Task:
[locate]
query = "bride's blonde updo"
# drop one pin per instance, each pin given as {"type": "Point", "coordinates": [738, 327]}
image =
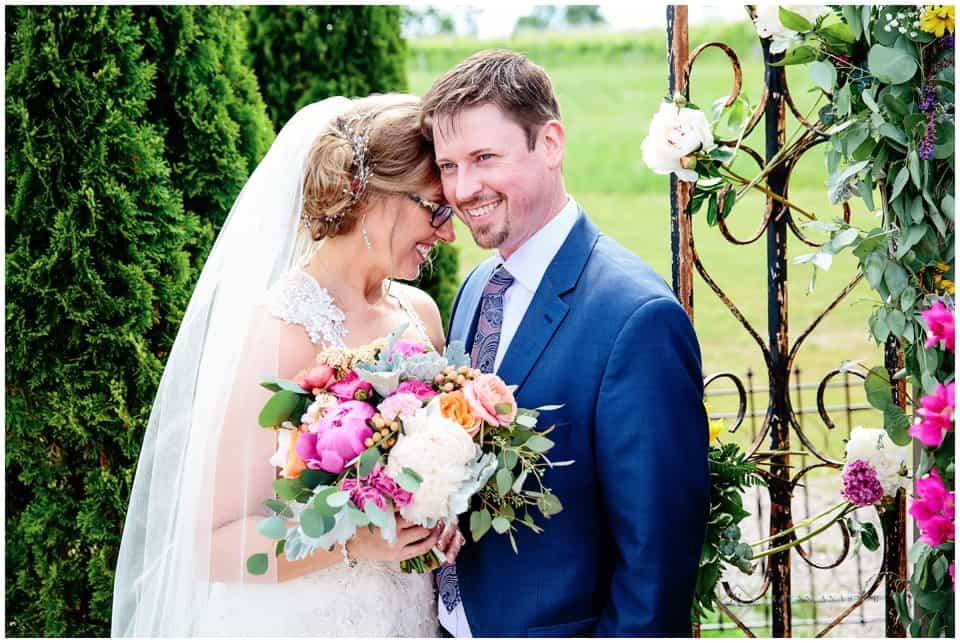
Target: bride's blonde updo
{"type": "Point", "coordinates": [374, 149]}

> [WHAT YOU HAVE TO DO]: Repeat the material above in full and unchanged, minus its images.

> [SOLUTION FOR THIS EXERCISE]:
Task:
[locate]
query = "bride's blonde updo"
# drop one pin per instance, each pin given as {"type": "Point", "coordinates": [738, 327]}
image =
Target: bride's blonde updo
{"type": "Point", "coordinates": [374, 149]}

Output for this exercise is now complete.